* Source passage:
* begin *
Afterward, Dean started pulling off his tuxedo before they’d even reached the car. “He said, ‘I’m happy for you,'” Parton wrote in her book. “‘I want you to do what you want to do. But don’t ever ask me to go to another one of them damn things, because I ain’t going.’ And he never has.”

That was the first of 48 BMI Awards she has received, to go with the 10 Grammys (not including a Lifetime Achievement Award in 2011), nine Country Music Association Awards, 13 Academy of Country Music Awards and a host of other accolades.

But the real prize was always waiting for Parton at home.  

“I always joke and laugh when people ask me what’s the key to my long marriage and lasting love,” the 9 to 5 star told People in 2018. “I always say ‘Stay gone!’ and there’s a lot of truth to that. I travel a lot, but we really enjoy each other when we’re together and the little things we do.”

One of their earliest dinner dates was at the McDonald’s drive-thru window in Dean’s Chevy, Parton recalled, and their tastes as a couple never got a whole lot fancier (though Forbes put Parton’s estimated net worth at $440 million in 2023). They continued to patronize local restaurants and go on road trips, Ringgold—where they said “I do”—being one of their regular destinations.

“I love to read. I love to cook. I love hanging out with my husband, riding around in our little RV,” Parton told Billboard in 2014. “Even when I get off the road after traveling thousands of miles, I’ll say, ‘Get the camper; let’s go somewhere.’ He’ll say, ‘Are you kidding? Ain’t you tired of riding?’ ‘No, I’m a gypsy. I want to do that.’ My life is fairly simple when I’m out of the limelight.”

Though if you wanted to catch her and Dean at Publix or Walmart, you had to stay up late.

“We’d go in the middle of the night to those places that are open 24 hours a day,” Parton told reporters in 2019 while celebrating the premiere of her Netflix series Dolly Parton’s Heartstrings. “You’d be surprised at how lucky I’d get with that. You see a few people, and I don’t mind—I love people—I just don’t want to slow up my shopping.”

While the lack of photos of the pair out in public may have frustrated Parton watchers over the years—”That has led a lot of people to believe that my husband doesn’t exist and that I made him up,” she wrote in her 2020 book—the singer has shared a few throwback snapshots with the world.

And she cheekily included her man on the cover of her 1969 album My Blue Ridge Mountain Boy, a composite image showing Parton daydreaming away about her rugged fellow in the lumberjack shirt.

But Parton respected Dean’s aversion to the spotlight, so she kept him out of it as much as possible.

“He’s like a quiet, reserved person,” she told ET in 2020, “and he figured if he ever got out there in that, he’d never get a minute’s peace—and he’s right about that.”

When they renewed their vows at home on their 50th anniversary, Parton finally got to wear the dazzling wedding dress of her dreams. She also penned a song to go with their vows, “Forever Love,” one of several tracks inspired by her and Dean’s forever-love affair on her 2016 album Pure and Simple.
* end *
* Recorded data:
* begin *
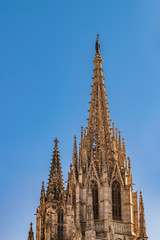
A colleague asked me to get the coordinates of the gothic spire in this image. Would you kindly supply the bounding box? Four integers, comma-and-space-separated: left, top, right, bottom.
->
40, 181, 45, 204
72, 136, 78, 171
138, 191, 148, 240
47, 138, 64, 200
87, 38, 112, 158
28, 222, 34, 240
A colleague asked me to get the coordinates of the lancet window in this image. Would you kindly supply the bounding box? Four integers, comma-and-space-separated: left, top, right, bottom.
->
112, 180, 122, 220
57, 208, 63, 240
91, 181, 99, 219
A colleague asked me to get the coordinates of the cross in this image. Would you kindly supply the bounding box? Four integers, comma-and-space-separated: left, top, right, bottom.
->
96, 33, 100, 39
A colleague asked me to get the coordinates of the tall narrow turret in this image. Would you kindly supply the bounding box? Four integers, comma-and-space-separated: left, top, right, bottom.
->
28, 222, 34, 240
72, 136, 78, 172
138, 191, 148, 240
87, 38, 112, 158
47, 138, 64, 201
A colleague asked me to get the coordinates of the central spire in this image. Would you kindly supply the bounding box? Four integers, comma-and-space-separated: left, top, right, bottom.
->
87, 37, 112, 159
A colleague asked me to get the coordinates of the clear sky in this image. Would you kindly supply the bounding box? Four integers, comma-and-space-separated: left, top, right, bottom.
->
0, 0, 160, 240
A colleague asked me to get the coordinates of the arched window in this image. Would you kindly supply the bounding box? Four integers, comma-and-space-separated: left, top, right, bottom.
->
91, 181, 99, 219
57, 208, 63, 240
112, 180, 122, 220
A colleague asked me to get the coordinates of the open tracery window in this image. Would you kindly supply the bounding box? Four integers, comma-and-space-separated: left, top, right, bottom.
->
112, 180, 122, 220
57, 208, 63, 240
91, 181, 99, 219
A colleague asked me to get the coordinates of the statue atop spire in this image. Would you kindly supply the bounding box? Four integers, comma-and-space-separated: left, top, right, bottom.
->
95, 33, 100, 54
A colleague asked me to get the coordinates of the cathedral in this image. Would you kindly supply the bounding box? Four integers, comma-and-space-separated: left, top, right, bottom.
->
28, 38, 148, 240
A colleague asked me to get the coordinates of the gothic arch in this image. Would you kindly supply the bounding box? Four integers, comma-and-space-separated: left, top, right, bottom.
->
112, 180, 122, 221
90, 179, 99, 220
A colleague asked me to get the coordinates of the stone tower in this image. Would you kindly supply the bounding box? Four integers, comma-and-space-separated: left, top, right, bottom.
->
28, 38, 148, 240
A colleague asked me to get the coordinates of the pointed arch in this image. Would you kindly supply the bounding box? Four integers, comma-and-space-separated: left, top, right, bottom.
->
57, 208, 64, 240
90, 180, 99, 220
112, 180, 122, 220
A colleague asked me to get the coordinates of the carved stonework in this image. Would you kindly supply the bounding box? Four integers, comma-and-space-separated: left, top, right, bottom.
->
28, 38, 148, 240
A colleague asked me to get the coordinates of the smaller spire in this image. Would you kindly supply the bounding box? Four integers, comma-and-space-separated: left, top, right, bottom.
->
122, 137, 126, 156
40, 181, 45, 204
47, 138, 64, 201
95, 33, 100, 54
128, 157, 131, 173
116, 128, 118, 150
28, 222, 34, 240
112, 122, 115, 140
118, 130, 121, 150
138, 191, 148, 240
72, 136, 78, 171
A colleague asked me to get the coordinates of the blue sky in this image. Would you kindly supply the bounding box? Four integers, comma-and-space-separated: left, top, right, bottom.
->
0, 0, 160, 240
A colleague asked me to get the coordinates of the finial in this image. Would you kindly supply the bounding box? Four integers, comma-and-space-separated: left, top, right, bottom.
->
54, 138, 59, 146
95, 33, 100, 54
118, 130, 121, 149
122, 137, 126, 155
128, 157, 131, 172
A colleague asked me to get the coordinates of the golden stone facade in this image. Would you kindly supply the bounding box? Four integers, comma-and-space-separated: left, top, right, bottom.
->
28, 39, 148, 240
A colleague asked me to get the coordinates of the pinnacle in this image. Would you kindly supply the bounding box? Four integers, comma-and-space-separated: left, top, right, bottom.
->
46, 138, 64, 200
87, 49, 112, 158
* end *
* Short exercise:
Resume the passage above on Parton's marriage to Dean, picking up right after its last sentence.

* Result of the task:
“I got all dressed up in the most beautiful gown you’ve ever seen and dressed that husband of mine up,” she told Rolling Stone of their second big day. “He looked like a handsome dude out of Hollywood. We had a few family and friends around. We didn’t plan anything big at all because we didn’t want any kind of strain, any kind of tension, any kind of commotion, so we planned it cleverly and carefully. We just had a simple little ceremony at our chapel at our place…We just had fun with it.”

Along with the usual questions about her secrets to marital success, Parton also fielded her share of inquiries about her and Dean’s status as a family of two.

“I used to think I should regret it,” Parton told Billboard about not having children. “Early on, when my husband and I were dating, and then when we got married, we just assumed we would have kids. We weren’t doing anything to stop it. In fact, we thought maybe we would. We even had names if we did, but it didn’t turn out that way. Now I say, ‘God didn’t mean for me to have kids so everybody’s kids could be mine.'”

She shared with The Guardian that if they’d ever had a little girl, they would’ve named her Carla, and she and Dean thought a lot about what their kids might have been like.

“I would have been a great mother, I think,” Parton said. “I would probably have given up everything else. Because I would’ve felt guilty about that, if I’d have left them [to work]. Everything would have changed. I probably wouldn’t have been a star.”

But as the fourth of 12 siblings, she has had plenty of people in her life to dote on.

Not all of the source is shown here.